Deine Aufgaben →
A: Beantworte anhand des Forenbeitrags über Modbus-TCP-Feldbuskoppler die folgenden Fragen jeweils in einer eigenen Zeile:
(i) Mit welchem Rechner sollen die I/Os im Schaltschrank verbunden werden?
(ii) Weshalb soll das System modular sein?
(iii) Welche vier Hersteller unterstützen laut Verfasser im Fehlerfall einen vorkonfigurierten Zustand?
B: Gib aus dem Forenbeitrag über Modbus-TCP-Feldbuskoppler den Abschnitt von „Allerdings unterstützen nach“ bis „ihren Zustand bei.“ wortgetreu wieder.
C: Fasse den Absatz des Forenbeitrags über Modbus-TCP-Feldbuskoppler, der mit „Allerdings unterstützen nach meinen“ beginnt, als kurze Liste zusammen und behalte dabei alle wesentlichen Angaben bei.

Vorliegender Text →
★ ★ ★

# Modbus TCP Feldbuskoppler mit modularem I/O System



## flosse (10 November 2014)

Hallo zusammen,
im Folgenden meine Frage.
*
Hintergrund:*
Es sollen I/Os (Analog & Digital) in einem Schaltschrank mit einem Linux-IPC über *Modbus-TCP *in Verbindung gebracht werden.
Das System sollte modular sein, da die Anzahl der Ein-/Ausgänge je nach Projekt variiert.
*
Anforderung:*
Der Modbus-Koppler muss eine *Watchdog-Funktion / Verbindungsüberwachung* haben.
Im Fehlerfall müssen die I/Os in einen *definierten *Zustand schalten.
*
Bisherige Recherchen:*
folgende Modbus-TCP Koppler konnte ich bisher ausfinding machen:


[-] Bosch-Rexroth R-IL ETH BK DI8 DO4 2TX-PAC 
[x] PhoenixContact AXL F BK ETH 
[-] Wago 750-352 
[-] Beckhoff BK 9050 
[-] B&R X20BC0087 
[x] Moxa NA-4010 
[x] Weidmüller UR20-FBC-MOD-TCP 
[-] Vipa SLIO IM | 053-1MT00 
[?] Schneider Electric STBNIP2311 
[-] Turck BL20-GW-EN 
[x] Wachendorff NA9289 


Allerdings unterstützen nach meinen bisherigen Informationen nur *Weidmüller, Moxa,* *PhoenixContact* und *Wachendorff* die Funktion, dass im Fehlerfall ein Vorkonfigurierter Zustand geschaltet wird. Bei den Anderen Herstellern ist es entweder nicht vorhanden oder es werden einfach alle Ausgänge auf 0 gesetzt bzw. behalten ihren Zustand bei.

★ ★ ★

Vorgegebene Zeilen →
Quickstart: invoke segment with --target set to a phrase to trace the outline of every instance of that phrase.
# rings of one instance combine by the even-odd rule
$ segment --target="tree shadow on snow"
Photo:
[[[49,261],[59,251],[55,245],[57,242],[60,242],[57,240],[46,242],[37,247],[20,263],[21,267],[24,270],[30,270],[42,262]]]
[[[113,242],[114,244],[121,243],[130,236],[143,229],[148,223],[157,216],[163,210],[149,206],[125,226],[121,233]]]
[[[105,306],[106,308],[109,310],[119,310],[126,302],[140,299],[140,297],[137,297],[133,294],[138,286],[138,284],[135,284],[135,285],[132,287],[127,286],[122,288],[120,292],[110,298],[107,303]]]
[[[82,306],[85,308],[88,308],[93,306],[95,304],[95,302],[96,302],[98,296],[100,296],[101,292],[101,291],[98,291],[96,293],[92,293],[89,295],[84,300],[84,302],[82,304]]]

★ ★ ★

Vollständige Antworten →
A:
(i) Mit einem Linux-IPC
(ii) Weil die Anzahl der Ein- und Ausgänge je nach Projekt variiert
(iii) Weidmüller, Moxa, PhoenixContact und Wachendorff

B:
Allerdings unterstützen nach meinen bisherigen Informationen nur *Weidmüller, Moxa,* *PhoenixContact* und *Wachendorff* die Funktion, dass im Fehlerfall ein Vorkonfigurierter Zustand geschaltet wird. Bei den Anderen Herstellern ist es entweder nicht vorhanden oder es werden einfach alle Ausgänge auf 0 gesetzt bzw. behalten ihren Zustand bei.

C:
- Nur Weidmüller, Moxa, PhoenixContact und Wachendorff schalten nach bisherigen Informationen im Fehlerfall einen vorkonfigurierten Zustand.
- Bei den anderen Herstellern fehlt diese Funktion, oder alle Ausgänge werden auf 0 gesetzt bzw. behalten ihren Zustand bei.